## O que se pede
• 1. No texto sobre as homenagens a Gaudreau, quais pessoas são identificadas pelo nome e têm falas reproduzidas entre aspas? Liste todas.
• 2. Duplique, sem nenhuma alteração, tudo o que vai de "Coincidentemente, do outro" até "capitão Boone Jenner." no texto sobre as homenagens a Gaudreau.

--- Documento de origem ---

O atacante marcou um gol na derrota por 4 a 3 e o dedicou ao saudoso colega. “Senti que ele estava nos olhando hoje, tive um pressentimento que marcaria um gol. Perdemos, o que é horrível, mas sem dúvida senti a presença de Johnny aqui”, disse.

Coincidentemente, do outro lado, pelo Florida Panthers, estava um ex-companheiro de ambos em Calgary, Matthew Tkachuk. “Johnny foi um dos melhores colegas de time que tive e, para além disso, um grande amigo”, falou. “Seu legado vai ficar para sempre.”

Posteriormente, o nome de Gaudreau foi exaltado durante o fim de semana da Stadium Series, cuja única partida da temporada foi disputada em Ohio. O Blue Jackets venceu o Detroit Red Wings por 5 a 3. Ao lado do filho e da filha, Meredith acompanhou o time ao rinque e diversas homenagens foram prestadas.  “Tudo que aconteceu aqui foi para ele”, afirmou Zach Werenski. “Ele adoraria estar aqui”, falou o capitão Boone Jenner.

--- Dados de origem ---

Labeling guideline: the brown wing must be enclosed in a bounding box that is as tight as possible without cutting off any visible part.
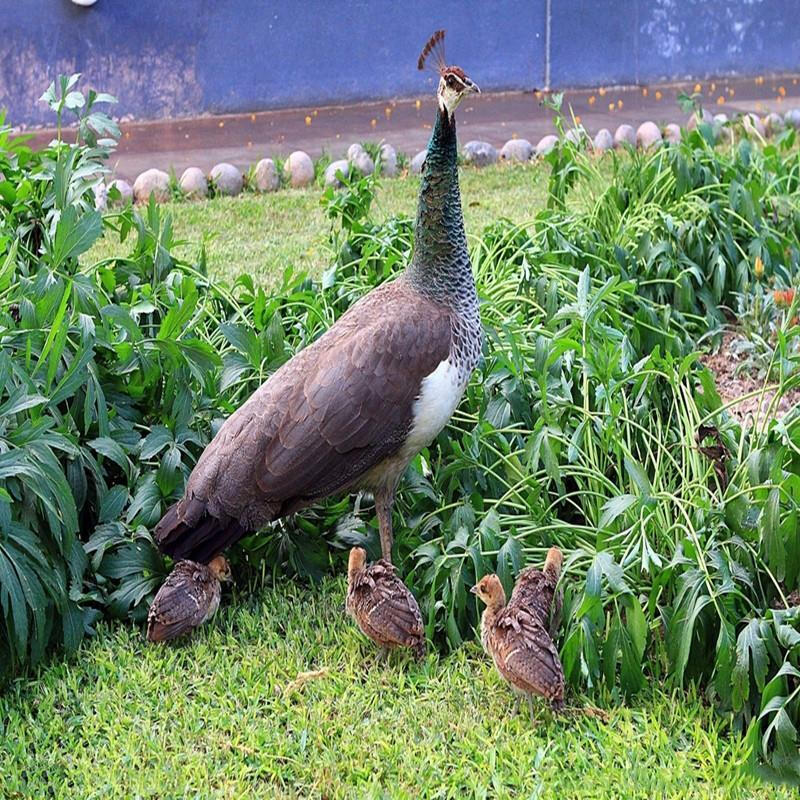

---

## Respostas em ordem
• 1.
- Matthew Tkachuk
- Zach Werenski
- Boone Jenner

• 2.
Coincidentemente, do outro lado, pelo Florida Panthers, estava um ex-companheiro de ambos em Calgary, Matthew Tkachuk. “Johnny foi um dos melhores colegas de time que tive e, para além disso, um grande amigo”, falou. “Seu legado vai ficar para sempre.”

Posteriormente, o nome de Gaudreau foi exaltado durante o fim de semana da Stadium Series, cuja única partida da temporada foi disputada em Ohio. O Blue Jackets venceu o Detroit Red Wings por 5 a 3. Ao lado do filho e da filha, Meredith acompanhou o time ao rinque e diversas homenagens foram prestadas.  “Tudo que aconteceu aqui foi para ele”, afirmou Zach Werenski. “Ele adoraria estar aqui”, falou o capitão Boone Jenner.